§ TASK BRIEF: Locate every line in the records below that contains the word "pole", and copy each of those lines.

## Start GIVEN RECORDS

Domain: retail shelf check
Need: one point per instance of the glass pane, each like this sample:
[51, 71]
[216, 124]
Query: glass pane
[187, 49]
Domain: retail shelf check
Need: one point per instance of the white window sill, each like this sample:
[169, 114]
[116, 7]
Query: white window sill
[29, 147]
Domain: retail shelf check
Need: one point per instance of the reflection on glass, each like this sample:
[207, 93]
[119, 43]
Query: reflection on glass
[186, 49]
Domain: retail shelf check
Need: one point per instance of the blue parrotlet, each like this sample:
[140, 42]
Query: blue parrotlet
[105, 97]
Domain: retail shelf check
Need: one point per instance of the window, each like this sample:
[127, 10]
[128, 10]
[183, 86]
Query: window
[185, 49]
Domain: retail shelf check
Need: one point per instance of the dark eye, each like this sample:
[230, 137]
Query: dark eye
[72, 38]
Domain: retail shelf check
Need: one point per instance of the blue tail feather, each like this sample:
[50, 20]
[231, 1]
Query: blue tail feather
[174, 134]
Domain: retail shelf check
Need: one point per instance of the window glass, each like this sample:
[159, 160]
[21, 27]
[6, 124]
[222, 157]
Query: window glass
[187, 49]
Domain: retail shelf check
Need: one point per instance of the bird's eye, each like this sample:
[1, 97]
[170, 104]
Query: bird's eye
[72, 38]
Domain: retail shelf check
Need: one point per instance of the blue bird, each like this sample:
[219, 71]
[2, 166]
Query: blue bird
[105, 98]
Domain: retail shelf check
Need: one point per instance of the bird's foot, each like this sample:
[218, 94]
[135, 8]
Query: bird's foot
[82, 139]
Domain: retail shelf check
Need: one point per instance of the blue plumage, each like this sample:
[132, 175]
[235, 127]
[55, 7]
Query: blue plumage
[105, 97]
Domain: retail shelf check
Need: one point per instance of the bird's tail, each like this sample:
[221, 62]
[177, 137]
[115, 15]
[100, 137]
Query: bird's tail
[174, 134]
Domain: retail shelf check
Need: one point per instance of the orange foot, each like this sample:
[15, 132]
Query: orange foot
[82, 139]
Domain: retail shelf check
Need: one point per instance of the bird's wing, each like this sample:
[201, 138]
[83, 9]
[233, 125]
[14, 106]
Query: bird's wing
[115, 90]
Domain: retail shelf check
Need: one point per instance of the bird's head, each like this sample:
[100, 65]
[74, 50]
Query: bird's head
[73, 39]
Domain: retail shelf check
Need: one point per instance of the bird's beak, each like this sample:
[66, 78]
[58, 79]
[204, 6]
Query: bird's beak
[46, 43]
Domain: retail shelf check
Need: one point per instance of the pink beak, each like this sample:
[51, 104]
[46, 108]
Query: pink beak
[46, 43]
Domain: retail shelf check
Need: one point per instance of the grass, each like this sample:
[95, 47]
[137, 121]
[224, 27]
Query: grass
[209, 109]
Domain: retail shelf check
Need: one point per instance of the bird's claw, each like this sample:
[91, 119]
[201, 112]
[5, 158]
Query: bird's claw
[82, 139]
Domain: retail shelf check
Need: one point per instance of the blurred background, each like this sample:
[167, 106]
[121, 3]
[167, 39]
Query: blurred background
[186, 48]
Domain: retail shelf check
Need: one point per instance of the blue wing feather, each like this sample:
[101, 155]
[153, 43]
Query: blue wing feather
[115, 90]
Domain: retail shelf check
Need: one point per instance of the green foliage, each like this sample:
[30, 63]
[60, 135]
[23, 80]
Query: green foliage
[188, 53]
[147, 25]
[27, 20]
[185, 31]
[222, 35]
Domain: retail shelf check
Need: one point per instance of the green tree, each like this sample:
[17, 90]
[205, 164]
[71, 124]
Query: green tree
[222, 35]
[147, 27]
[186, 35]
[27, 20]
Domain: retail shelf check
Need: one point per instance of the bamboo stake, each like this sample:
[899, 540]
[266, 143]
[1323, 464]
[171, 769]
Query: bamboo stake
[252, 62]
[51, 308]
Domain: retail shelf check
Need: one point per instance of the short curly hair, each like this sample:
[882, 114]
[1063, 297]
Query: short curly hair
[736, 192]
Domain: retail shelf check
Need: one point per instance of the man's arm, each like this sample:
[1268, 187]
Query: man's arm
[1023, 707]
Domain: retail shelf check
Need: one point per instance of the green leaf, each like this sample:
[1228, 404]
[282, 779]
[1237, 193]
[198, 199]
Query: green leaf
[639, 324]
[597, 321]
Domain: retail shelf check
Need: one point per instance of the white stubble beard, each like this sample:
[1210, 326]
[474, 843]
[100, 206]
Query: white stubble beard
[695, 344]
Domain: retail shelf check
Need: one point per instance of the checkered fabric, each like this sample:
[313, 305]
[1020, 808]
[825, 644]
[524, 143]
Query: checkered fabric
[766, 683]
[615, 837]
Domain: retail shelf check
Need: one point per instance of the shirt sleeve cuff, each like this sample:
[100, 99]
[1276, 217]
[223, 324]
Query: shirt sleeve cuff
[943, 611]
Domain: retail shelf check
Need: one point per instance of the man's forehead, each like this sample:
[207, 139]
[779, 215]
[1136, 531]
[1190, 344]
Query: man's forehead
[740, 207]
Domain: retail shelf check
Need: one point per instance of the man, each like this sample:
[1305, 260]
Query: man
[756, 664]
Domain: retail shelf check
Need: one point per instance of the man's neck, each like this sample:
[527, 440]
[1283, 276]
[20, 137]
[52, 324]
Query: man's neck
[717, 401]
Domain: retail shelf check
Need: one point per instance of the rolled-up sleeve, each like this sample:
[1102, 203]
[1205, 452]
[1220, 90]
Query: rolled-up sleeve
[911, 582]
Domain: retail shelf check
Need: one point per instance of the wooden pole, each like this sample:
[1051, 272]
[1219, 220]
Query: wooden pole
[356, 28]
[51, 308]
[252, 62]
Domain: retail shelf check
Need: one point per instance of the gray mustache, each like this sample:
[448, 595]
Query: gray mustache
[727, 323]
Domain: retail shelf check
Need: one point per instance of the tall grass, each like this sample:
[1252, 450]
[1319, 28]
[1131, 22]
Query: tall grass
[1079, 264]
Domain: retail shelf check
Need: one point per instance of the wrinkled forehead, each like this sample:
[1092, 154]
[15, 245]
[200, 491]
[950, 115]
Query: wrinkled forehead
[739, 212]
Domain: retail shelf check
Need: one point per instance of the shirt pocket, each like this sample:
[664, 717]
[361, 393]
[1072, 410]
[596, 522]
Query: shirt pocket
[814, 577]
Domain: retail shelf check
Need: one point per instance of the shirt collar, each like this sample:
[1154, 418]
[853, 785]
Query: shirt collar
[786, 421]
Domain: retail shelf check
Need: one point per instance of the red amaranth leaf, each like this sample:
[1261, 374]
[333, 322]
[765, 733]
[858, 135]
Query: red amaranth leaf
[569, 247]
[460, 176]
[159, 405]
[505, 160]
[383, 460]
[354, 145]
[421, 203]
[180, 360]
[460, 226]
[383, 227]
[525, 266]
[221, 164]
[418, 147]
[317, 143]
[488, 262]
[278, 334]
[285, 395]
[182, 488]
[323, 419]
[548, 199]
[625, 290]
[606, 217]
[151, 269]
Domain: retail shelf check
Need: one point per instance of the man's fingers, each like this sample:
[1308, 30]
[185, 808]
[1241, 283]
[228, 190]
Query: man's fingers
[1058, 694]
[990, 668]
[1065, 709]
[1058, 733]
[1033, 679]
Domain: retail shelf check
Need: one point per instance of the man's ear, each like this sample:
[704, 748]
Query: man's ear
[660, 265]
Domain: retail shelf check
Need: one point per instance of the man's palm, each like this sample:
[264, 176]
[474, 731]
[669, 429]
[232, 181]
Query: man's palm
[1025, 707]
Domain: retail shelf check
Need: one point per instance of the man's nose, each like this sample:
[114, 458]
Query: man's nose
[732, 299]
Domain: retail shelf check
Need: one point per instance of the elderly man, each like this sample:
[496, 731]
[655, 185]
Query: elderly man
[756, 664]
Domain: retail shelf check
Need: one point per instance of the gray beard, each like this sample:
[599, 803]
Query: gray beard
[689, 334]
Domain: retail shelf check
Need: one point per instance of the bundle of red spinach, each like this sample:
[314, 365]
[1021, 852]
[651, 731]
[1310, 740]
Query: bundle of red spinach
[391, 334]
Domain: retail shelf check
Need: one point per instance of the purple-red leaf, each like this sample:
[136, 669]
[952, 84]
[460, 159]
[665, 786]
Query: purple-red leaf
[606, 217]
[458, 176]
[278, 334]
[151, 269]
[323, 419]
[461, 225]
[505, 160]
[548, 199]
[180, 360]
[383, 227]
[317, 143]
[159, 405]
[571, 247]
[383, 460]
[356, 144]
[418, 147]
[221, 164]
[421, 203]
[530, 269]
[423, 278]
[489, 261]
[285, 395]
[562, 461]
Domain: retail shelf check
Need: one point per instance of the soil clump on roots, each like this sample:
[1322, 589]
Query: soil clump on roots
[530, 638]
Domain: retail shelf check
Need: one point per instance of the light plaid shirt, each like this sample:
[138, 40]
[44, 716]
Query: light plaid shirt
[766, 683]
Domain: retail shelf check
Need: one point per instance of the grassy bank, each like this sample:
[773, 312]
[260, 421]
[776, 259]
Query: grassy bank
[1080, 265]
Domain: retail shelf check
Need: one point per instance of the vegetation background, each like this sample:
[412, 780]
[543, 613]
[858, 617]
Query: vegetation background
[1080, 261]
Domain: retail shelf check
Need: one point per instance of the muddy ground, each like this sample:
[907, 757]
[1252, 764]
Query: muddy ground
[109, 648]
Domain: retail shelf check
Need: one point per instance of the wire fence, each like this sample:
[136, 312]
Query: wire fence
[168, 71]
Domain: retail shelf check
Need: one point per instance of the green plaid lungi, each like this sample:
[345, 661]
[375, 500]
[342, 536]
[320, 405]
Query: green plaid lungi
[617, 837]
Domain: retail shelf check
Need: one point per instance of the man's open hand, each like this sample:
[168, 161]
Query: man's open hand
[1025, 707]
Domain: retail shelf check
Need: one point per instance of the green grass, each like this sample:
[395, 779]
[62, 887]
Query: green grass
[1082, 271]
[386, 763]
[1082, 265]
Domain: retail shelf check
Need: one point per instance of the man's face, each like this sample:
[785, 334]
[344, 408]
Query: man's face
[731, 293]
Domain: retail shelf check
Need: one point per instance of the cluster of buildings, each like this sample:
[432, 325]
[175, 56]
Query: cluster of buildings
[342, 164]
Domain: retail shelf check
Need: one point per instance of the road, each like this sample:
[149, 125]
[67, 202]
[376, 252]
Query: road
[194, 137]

## End GIVEN RECORDS

§ WRITTEN ANSWER:
Need: one point per instance of the wooden pole, each like this sample:
Query: wooden pole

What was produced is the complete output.